Start Listed records
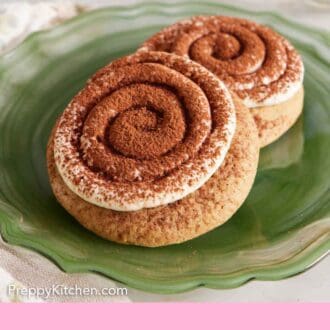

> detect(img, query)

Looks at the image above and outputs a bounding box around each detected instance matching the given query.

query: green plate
[0,2,330,293]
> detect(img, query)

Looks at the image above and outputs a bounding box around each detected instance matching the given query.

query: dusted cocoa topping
[140,16,303,107]
[54,52,235,211]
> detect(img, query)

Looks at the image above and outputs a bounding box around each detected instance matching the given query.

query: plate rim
[0,1,330,293]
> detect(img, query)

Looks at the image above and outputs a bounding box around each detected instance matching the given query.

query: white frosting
[242,72,304,108]
[54,56,236,211]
End Listed records
Written request: Render every line of the records above as a Markdown table with the columns Row and Line, numbering each row and leaving out blank lines. Omit the pictures from your answer.

Solved problem:
| Row | Line |
|---|---|
| 1 | > detect(img, query) |
| 2 | Looks at the image above and outputs a bounding box around each detected instance matching the given query. |
| 3 | query: green plate |
| 4 | [0,2,330,293] |
| 5 | > detect(img, query) |
| 6 | Looks at the image above and outputs a bounding box around each detected instance matching the given query. |
| 7 | query: dusted cocoa topping |
| 8 | [140,16,303,107] |
| 9 | [54,52,235,211] |
| 10 | > detect(img, query) |
| 11 | Looks at the image above and outputs a bounding box around each detected instance matching the given query. |
| 12 | query: plate rim |
| 13 | [0,1,330,293] |
| 14 | > detect(img, query) |
| 15 | Looks at the image above and outputs a bounding box around each detected instance matching the given query. |
| 16 | query: white frosting |
| 17 | [242,72,304,108] |
| 18 | [54,56,236,211] |